=== Study material ===
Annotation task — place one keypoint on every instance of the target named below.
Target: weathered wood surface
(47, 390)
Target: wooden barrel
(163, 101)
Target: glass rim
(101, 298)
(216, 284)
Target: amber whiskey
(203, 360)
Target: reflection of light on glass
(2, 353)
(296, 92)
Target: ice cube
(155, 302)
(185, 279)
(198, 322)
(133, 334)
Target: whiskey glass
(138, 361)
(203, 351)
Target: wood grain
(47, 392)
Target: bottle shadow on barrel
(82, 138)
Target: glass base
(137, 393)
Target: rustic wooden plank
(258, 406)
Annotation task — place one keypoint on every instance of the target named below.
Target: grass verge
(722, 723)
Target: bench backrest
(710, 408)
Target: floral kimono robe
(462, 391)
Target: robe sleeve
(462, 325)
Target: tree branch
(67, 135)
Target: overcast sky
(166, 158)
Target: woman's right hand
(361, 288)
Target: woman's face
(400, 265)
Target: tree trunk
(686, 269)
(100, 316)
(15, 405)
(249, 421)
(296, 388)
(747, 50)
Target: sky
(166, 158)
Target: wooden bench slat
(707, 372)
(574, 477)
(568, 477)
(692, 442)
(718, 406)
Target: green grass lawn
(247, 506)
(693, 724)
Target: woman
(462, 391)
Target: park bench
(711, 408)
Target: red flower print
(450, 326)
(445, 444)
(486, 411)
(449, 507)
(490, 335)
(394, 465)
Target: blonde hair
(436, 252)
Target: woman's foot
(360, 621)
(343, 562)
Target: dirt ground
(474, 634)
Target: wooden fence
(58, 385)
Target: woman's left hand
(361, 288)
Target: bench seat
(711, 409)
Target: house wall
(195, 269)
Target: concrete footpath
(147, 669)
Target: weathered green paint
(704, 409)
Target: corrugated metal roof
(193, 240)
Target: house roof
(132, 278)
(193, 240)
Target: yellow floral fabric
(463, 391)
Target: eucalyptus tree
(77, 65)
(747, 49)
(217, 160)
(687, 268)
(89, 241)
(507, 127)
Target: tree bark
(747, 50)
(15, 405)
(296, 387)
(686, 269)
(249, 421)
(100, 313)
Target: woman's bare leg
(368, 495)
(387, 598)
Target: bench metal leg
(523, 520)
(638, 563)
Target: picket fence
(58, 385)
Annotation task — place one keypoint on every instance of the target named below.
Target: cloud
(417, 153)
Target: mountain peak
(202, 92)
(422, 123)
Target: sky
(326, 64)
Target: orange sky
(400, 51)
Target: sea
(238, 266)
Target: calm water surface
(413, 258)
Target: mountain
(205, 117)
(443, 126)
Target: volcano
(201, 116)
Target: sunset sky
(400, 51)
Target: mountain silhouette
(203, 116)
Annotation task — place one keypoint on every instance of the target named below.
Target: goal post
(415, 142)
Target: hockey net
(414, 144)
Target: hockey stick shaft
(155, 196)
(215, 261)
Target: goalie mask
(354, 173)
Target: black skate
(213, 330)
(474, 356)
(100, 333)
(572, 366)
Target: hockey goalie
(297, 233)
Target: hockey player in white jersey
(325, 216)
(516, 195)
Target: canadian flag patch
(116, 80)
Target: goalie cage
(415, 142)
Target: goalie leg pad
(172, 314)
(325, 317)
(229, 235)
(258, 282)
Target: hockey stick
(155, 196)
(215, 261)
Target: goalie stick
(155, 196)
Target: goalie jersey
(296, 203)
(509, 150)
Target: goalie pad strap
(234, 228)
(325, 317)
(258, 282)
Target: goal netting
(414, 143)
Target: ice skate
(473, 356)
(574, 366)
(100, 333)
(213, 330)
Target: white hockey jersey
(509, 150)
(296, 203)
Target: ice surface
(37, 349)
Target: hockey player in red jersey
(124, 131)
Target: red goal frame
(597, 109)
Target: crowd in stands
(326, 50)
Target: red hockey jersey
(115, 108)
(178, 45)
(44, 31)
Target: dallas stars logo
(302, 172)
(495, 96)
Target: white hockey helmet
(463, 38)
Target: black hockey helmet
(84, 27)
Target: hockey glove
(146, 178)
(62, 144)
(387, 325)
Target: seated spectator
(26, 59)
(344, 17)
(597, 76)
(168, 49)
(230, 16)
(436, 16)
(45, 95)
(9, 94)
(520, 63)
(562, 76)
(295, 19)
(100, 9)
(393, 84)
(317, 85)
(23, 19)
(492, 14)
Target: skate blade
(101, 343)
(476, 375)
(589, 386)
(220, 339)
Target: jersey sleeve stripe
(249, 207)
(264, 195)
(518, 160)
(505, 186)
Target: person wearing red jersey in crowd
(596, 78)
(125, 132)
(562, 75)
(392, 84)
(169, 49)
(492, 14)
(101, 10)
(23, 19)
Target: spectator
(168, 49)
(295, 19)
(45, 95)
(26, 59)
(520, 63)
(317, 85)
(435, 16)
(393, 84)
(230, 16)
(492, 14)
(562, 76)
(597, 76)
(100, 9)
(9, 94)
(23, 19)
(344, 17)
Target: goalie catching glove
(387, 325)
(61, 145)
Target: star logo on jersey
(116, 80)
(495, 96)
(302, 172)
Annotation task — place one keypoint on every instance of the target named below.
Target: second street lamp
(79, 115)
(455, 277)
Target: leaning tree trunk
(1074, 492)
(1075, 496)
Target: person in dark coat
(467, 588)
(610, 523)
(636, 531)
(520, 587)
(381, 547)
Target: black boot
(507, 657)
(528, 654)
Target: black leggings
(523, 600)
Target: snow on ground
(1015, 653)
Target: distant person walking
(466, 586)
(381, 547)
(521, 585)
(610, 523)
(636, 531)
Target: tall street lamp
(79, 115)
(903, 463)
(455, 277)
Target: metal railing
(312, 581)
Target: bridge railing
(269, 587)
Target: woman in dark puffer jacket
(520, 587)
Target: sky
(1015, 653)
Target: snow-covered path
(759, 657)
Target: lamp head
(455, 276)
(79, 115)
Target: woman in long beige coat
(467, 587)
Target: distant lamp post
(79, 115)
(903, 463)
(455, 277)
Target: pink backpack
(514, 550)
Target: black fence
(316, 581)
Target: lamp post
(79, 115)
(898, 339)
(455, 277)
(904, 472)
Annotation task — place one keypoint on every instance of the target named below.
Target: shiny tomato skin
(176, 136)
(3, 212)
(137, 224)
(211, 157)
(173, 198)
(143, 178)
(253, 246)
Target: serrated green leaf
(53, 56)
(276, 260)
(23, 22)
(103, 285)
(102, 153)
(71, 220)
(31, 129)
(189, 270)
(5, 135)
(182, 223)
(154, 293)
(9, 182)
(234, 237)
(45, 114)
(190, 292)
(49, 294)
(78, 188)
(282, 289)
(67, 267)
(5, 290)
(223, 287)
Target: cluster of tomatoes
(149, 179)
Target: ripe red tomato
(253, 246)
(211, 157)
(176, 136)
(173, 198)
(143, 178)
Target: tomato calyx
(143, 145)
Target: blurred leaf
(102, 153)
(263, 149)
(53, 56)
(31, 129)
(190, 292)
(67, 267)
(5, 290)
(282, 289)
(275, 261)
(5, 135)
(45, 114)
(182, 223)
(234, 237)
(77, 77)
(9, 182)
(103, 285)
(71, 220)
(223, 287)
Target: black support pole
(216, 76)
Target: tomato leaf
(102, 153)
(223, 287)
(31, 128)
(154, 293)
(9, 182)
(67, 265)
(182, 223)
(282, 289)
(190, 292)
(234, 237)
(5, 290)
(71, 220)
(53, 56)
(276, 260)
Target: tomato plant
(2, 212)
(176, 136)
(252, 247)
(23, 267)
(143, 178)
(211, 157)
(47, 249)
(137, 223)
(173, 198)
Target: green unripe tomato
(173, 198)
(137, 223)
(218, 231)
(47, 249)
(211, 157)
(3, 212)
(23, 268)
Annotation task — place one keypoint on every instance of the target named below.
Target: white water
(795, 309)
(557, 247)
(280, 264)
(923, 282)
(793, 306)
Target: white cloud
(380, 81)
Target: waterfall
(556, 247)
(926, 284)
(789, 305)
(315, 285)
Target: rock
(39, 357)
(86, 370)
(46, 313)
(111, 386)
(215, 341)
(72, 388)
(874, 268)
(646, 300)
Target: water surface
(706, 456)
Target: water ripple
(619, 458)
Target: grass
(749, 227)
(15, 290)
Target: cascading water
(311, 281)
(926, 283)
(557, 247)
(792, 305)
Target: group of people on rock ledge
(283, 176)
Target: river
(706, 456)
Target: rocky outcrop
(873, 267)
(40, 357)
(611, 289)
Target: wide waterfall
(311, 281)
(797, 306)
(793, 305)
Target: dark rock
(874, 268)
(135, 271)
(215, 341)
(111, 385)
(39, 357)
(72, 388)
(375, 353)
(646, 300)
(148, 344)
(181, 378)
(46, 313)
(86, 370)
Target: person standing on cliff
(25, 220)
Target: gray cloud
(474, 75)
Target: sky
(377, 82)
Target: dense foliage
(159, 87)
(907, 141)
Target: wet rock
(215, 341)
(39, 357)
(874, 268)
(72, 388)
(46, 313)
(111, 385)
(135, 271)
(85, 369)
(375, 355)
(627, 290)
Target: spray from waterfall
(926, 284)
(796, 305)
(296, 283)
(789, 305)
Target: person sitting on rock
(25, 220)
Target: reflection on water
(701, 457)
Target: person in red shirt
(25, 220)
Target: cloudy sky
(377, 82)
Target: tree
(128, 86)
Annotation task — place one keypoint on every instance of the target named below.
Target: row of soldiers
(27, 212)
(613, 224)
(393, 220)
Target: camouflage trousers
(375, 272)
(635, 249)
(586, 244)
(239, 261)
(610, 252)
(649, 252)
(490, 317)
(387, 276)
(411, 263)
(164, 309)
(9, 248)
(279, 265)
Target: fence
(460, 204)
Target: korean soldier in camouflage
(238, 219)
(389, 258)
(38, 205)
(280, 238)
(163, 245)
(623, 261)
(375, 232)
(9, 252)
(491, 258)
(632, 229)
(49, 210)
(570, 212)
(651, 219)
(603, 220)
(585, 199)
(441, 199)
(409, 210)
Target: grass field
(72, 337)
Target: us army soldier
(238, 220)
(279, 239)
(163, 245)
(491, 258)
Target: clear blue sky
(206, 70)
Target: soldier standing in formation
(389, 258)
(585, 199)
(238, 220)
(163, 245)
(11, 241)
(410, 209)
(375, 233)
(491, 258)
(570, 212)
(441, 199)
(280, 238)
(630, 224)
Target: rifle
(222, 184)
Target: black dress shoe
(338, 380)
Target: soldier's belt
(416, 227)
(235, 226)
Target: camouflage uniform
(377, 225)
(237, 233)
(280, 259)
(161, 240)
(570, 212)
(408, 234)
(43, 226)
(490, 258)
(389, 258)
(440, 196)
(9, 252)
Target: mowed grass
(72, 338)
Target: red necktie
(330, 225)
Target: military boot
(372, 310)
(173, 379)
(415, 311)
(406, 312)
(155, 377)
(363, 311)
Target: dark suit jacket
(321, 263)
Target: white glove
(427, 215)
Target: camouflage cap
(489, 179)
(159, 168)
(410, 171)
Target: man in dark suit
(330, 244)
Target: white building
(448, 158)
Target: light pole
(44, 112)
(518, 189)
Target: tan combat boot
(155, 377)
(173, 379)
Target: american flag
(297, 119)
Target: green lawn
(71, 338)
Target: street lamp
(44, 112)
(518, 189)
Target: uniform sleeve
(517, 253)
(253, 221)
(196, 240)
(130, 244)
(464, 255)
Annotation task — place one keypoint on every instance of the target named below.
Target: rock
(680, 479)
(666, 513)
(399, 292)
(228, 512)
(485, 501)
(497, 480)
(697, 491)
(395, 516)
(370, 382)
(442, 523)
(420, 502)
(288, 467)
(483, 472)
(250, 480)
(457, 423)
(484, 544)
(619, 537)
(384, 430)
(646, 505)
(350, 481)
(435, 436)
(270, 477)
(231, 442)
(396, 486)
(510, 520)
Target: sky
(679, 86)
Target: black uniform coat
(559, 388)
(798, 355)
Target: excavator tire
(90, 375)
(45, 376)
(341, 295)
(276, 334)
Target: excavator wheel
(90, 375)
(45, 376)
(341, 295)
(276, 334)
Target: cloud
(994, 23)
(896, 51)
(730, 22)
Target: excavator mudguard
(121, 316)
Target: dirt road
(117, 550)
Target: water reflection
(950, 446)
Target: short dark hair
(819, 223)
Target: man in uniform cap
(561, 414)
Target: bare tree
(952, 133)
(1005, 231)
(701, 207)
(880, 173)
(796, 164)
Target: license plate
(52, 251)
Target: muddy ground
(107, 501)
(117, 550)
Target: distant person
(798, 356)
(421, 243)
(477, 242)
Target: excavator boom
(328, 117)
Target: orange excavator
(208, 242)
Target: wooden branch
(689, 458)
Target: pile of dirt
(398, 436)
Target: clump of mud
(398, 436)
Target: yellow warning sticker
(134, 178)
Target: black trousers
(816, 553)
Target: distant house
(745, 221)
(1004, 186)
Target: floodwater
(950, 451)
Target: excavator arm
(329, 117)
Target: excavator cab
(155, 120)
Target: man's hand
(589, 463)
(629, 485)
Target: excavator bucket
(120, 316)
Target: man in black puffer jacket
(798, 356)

=== The task ===
Reproduce exactly the line that holds "Target: yellow warning sticker", then every line after it, ending with the final line of the records above.

=== Exercise answer ===
Target: yellow warning sticker
(134, 178)
Target: black trousers
(816, 553)
Target: distant house
(745, 221)
(1004, 186)
Target: floodwater
(950, 451)
Target: excavator arm
(329, 117)
Target: excavator cab
(155, 120)
Target: man's hand
(589, 463)
(629, 485)
Target: excavator bucket
(120, 316)
Target: man in black puffer jacket
(798, 356)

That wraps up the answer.